## MATERIAL FOR THIS TASK

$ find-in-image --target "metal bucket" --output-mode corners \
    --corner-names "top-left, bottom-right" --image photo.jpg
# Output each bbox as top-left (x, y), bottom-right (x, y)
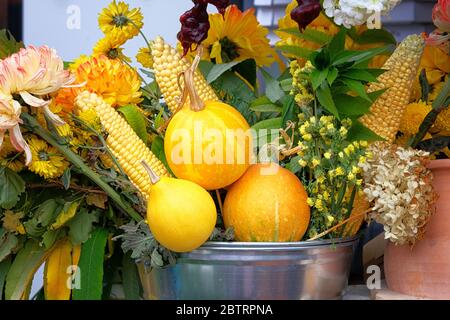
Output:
top-left (139, 237), bottom-right (358, 300)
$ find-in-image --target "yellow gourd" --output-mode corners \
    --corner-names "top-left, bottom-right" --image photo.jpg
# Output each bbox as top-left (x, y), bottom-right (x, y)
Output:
top-left (164, 57), bottom-right (252, 190)
top-left (142, 162), bottom-right (217, 252)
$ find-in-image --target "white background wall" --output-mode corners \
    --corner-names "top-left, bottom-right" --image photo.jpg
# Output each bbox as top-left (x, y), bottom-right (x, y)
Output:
top-left (23, 0), bottom-right (192, 61)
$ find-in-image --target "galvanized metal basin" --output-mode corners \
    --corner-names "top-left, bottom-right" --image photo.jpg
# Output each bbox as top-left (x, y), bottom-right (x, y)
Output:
top-left (139, 237), bottom-right (358, 300)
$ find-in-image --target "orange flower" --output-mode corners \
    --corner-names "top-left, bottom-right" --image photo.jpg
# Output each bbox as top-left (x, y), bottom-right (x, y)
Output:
top-left (55, 55), bottom-right (142, 111)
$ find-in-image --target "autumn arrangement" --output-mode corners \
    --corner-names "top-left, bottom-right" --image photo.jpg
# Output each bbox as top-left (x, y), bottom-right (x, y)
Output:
top-left (0, 0), bottom-right (450, 299)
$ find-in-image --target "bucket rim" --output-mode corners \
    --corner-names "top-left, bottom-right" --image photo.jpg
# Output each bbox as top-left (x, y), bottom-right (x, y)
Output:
top-left (195, 235), bottom-right (359, 252)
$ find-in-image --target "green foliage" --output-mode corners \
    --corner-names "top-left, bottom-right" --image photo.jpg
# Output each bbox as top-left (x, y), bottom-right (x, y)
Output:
top-left (72, 228), bottom-right (109, 300)
top-left (117, 104), bottom-right (148, 143)
top-left (0, 29), bottom-right (24, 60)
top-left (0, 167), bottom-right (25, 209)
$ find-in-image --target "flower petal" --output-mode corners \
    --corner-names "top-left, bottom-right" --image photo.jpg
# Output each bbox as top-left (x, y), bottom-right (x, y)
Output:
top-left (19, 91), bottom-right (50, 108)
top-left (9, 125), bottom-right (32, 166)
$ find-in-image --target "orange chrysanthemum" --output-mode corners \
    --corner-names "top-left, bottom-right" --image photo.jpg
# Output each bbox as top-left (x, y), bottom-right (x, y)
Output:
top-left (55, 55), bottom-right (142, 111)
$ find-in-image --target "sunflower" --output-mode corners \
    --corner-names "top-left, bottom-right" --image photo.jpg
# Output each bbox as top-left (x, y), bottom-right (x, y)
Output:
top-left (93, 29), bottom-right (131, 62)
top-left (0, 136), bottom-right (25, 172)
top-left (136, 47), bottom-right (153, 69)
top-left (192, 5), bottom-right (278, 66)
top-left (28, 137), bottom-right (69, 179)
top-left (399, 101), bottom-right (431, 136)
top-left (98, 0), bottom-right (144, 40)
top-left (55, 55), bottom-right (142, 109)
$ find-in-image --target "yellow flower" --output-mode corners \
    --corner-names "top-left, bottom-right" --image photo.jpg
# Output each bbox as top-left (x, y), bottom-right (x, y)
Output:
top-left (0, 136), bottom-right (25, 172)
top-left (434, 106), bottom-right (450, 133)
top-left (136, 47), bottom-right (153, 69)
top-left (192, 5), bottom-right (279, 66)
top-left (56, 55), bottom-right (142, 109)
top-left (93, 29), bottom-right (131, 62)
top-left (399, 101), bottom-right (431, 135)
top-left (98, 0), bottom-right (144, 39)
top-left (28, 137), bottom-right (69, 179)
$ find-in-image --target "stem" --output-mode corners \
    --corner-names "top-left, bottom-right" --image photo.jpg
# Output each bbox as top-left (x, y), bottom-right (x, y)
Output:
top-left (21, 113), bottom-right (143, 222)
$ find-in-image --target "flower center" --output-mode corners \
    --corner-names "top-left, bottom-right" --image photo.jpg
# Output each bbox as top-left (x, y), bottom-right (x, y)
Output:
top-left (38, 151), bottom-right (50, 161)
top-left (219, 37), bottom-right (239, 63)
top-left (106, 48), bottom-right (119, 59)
top-left (113, 13), bottom-right (129, 27)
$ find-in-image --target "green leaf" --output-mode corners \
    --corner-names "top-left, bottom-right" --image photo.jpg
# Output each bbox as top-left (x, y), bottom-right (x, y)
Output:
top-left (349, 29), bottom-right (397, 45)
top-left (276, 45), bottom-right (314, 59)
top-left (72, 229), bottom-right (108, 300)
top-left (277, 28), bottom-right (332, 46)
top-left (5, 240), bottom-right (47, 300)
top-left (332, 45), bottom-right (393, 66)
top-left (0, 258), bottom-right (11, 301)
top-left (151, 136), bottom-right (170, 175)
top-left (0, 229), bottom-right (19, 261)
top-left (316, 82), bottom-right (340, 119)
top-left (327, 28), bottom-right (347, 60)
top-left (281, 95), bottom-right (297, 128)
top-left (61, 168), bottom-right (72, 190)
top-left (117, 104), bottom-right (148, 143)
top-left (311, 68), bottom-right (328, 90)
top-left (286, 156), bottom-right (302, 174)
top-left (333, 89), bottom-right (386, 117)
top-left (252, 117), bottom-right (282, 130)
top-left (0, 29), bottom-right (24, 60)
top-left (347, 120), bottom-right (384, 142)
top-left (206, 61), bottom-right (241, 83)
top-left (232, 59), bottom-right (256, 87)
top-left (67, 208), bottom-right (98, 245)
top-left (327, 67), bottom-right (339, 86)
top-left (0, 167), bottom-right (25, 209)
top-left (341, 78), bottom-right (372, 102)
top-left (250, 96), bottom-right (282, 112)
top-left (341, 68), bottom-right (378, 82)
top-left (261, 69), bottom-right (284, 103)
top-left (122, 253), bottom-right (141, 300)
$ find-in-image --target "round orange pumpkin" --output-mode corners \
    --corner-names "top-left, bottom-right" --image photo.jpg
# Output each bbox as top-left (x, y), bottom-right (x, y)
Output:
top-left (164, 58), bottom-right (252, 190)
top-left (223, 164), bottom-right (310, 242)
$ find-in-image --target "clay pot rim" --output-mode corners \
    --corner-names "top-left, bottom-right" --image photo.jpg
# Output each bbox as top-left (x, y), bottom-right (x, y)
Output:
top-left (427, 159), bottom-right (450, 169)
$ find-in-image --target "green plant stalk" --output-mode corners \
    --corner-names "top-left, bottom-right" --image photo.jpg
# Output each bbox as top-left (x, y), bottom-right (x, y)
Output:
top-left (409, 78), bottom-right (450, 148)
top-left (21, 113), bottom-right (143, 222)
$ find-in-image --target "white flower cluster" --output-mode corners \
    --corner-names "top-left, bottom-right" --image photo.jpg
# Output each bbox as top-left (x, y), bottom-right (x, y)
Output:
top-left (360, 142), bottom-right (437, 245)
top-left (322, 0), bottom-right (401, 28)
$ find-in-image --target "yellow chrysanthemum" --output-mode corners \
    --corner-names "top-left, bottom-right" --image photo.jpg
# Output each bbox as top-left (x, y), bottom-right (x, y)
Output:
top-left (93, 29), bottom-right (131, 62)
top-left (0, 136), bottom-right (25, 172)
top-left (56, 55), bottom-right (142, 109)
top-left (136, 47), bottom-right (153, 69)
top-left (28, 137), bottom-right (69, 179)
top-left (192, 5), bottom-right (279, 66)
top-left (434, 106), bottom-right (450, 134)
top-left (98, 0), bottom-right (144, 39)
top-left (399, 101), bottom-right (431, 135)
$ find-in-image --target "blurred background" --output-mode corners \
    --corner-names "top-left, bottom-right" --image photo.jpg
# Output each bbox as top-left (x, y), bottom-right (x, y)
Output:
top-left (0, 0), bottom-right (435, 61)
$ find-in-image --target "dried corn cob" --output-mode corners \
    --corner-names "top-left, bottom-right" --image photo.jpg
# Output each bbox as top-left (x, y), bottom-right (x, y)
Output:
top-left (151, 37), bottom-right (219, 112)
top-left (75, 91), bottom-right (169, 199)
top-left (360, 35), bottom-right (424, 143)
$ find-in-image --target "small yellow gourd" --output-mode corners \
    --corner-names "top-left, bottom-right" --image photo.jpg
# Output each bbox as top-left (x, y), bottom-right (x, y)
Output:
top-left (142, 162), bottom-right (217, 252)
top-left (164, 57), bottom-right (252, 190)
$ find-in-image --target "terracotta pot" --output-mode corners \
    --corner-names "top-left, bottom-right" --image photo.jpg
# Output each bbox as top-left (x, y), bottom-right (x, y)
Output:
top-left (384, 159), bottom-right (450, 299)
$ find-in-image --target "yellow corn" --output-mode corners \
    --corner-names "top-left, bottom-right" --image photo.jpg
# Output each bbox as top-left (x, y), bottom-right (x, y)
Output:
top-left (360, 35), bottom-right (425, 143)
top-left (151, 37), bottom-right (219, 112)
top-left (75, 91), bottom-right (169, 199)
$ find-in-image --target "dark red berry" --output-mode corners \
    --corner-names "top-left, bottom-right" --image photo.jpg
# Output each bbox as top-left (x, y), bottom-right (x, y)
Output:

## AIM OF THE TASK
Pick out each line above that contains the string "green" and copy those lines. The match is case-sensitive.

## RESPONSE
$ find-in-image --target "green foliage" --output-mode corners \
$ find-in-image --target "green leaf" --output-mode corners \
$ find-in-image --target "green plant stalk" --output-mode corners \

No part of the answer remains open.